- **What is required**: Copy out each line of the listing below that contains the word "wheel".

- **Given records**:

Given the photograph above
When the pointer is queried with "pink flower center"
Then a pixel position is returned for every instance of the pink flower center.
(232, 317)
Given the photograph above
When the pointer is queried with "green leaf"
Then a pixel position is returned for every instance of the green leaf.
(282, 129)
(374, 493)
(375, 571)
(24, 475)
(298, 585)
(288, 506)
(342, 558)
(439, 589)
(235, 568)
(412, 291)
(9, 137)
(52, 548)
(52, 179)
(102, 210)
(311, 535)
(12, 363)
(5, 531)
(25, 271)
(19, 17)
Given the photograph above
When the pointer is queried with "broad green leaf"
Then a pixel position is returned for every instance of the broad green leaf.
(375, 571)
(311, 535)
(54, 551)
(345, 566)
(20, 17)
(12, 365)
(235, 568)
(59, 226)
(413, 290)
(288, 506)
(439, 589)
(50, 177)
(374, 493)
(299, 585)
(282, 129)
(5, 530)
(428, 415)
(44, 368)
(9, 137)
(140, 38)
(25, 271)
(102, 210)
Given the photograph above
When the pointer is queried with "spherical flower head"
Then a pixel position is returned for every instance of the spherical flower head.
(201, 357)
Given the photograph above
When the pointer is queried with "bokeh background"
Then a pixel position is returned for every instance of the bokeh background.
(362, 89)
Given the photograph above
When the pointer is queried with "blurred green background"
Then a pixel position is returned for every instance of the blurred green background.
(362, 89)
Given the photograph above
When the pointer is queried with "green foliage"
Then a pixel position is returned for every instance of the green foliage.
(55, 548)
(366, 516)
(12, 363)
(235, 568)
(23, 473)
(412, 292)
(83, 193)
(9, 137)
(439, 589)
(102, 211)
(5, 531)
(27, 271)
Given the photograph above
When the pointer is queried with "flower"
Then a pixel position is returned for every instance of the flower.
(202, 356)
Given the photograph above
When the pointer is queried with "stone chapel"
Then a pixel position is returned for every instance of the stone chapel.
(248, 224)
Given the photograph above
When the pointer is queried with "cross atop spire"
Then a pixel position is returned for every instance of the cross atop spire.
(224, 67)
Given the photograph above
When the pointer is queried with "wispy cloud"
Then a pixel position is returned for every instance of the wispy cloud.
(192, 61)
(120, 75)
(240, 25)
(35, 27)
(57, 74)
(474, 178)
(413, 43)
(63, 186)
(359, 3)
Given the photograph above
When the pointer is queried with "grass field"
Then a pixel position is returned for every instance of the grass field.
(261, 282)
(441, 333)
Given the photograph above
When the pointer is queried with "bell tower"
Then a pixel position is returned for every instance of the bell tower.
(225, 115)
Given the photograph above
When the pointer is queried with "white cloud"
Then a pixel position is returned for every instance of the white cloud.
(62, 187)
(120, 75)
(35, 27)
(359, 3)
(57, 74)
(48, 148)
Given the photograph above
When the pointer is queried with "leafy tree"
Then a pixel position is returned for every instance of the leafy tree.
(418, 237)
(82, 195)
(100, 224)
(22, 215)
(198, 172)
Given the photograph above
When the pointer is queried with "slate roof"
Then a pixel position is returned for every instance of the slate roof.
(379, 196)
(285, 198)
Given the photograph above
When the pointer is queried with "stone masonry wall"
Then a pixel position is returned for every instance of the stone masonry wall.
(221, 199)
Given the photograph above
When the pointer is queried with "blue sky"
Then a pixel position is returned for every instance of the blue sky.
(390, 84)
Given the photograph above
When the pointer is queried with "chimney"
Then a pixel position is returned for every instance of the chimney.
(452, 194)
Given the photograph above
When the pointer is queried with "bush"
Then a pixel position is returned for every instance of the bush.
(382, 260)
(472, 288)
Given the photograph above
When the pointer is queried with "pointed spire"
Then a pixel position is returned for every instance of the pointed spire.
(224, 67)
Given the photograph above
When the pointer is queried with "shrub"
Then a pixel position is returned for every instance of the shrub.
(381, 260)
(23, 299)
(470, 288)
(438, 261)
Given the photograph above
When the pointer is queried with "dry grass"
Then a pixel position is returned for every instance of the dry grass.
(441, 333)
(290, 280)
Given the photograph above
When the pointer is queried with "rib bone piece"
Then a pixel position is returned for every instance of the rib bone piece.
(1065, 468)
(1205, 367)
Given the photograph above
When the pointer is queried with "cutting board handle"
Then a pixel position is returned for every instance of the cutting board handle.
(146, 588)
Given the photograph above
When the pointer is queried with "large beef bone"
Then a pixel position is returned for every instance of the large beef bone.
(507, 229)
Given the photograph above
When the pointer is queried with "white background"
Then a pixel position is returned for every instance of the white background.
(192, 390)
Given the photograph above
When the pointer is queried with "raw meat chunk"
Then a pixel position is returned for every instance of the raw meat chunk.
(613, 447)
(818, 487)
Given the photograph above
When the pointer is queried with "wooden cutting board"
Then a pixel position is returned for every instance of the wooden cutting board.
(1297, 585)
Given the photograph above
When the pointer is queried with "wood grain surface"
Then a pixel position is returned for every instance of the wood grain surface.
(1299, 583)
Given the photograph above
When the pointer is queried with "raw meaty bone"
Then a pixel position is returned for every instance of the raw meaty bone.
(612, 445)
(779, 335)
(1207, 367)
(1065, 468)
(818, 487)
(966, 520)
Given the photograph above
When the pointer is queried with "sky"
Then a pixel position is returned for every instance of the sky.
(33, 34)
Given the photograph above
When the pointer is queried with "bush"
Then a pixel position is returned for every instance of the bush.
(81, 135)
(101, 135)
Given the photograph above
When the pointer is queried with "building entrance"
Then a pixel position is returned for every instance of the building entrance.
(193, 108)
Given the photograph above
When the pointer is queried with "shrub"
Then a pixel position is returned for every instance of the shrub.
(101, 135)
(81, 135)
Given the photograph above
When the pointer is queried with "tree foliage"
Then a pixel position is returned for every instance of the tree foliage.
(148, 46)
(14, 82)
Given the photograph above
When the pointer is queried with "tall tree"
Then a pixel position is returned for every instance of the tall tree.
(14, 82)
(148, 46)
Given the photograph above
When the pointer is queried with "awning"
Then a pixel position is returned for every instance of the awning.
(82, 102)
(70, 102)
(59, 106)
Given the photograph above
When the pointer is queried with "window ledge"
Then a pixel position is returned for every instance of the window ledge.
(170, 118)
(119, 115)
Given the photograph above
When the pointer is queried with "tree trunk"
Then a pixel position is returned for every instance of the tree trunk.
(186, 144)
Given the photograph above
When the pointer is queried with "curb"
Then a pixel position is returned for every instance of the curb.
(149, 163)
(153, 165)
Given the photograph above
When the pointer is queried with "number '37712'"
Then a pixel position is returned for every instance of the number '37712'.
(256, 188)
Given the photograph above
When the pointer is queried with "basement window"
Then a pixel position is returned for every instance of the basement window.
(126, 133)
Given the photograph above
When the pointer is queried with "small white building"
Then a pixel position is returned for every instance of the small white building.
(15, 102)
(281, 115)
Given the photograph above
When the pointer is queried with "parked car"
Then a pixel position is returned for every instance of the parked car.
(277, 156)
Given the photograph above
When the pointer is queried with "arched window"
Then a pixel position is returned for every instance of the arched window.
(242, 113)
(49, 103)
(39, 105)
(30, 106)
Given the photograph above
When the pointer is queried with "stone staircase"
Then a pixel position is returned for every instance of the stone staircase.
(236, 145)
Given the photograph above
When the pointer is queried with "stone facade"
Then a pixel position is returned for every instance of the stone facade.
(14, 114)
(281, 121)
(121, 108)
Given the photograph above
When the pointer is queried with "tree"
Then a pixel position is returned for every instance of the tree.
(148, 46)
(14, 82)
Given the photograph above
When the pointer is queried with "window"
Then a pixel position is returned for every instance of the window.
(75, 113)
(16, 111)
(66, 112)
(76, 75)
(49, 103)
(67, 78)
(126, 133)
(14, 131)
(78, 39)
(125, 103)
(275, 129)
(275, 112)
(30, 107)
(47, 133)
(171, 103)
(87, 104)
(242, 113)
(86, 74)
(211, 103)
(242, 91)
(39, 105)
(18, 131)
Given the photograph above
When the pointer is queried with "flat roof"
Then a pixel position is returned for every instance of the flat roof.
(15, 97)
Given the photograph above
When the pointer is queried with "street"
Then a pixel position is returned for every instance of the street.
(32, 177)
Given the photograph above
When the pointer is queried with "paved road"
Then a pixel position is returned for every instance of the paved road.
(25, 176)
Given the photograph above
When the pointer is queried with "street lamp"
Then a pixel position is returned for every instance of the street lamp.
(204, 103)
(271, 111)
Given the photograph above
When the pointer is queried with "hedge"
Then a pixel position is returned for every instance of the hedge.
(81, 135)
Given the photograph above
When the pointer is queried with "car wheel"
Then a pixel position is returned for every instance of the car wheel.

- **Reply**:
When the pointer is queried with "car wheel"
Then a pixel position is returned for every instance of the car wheel.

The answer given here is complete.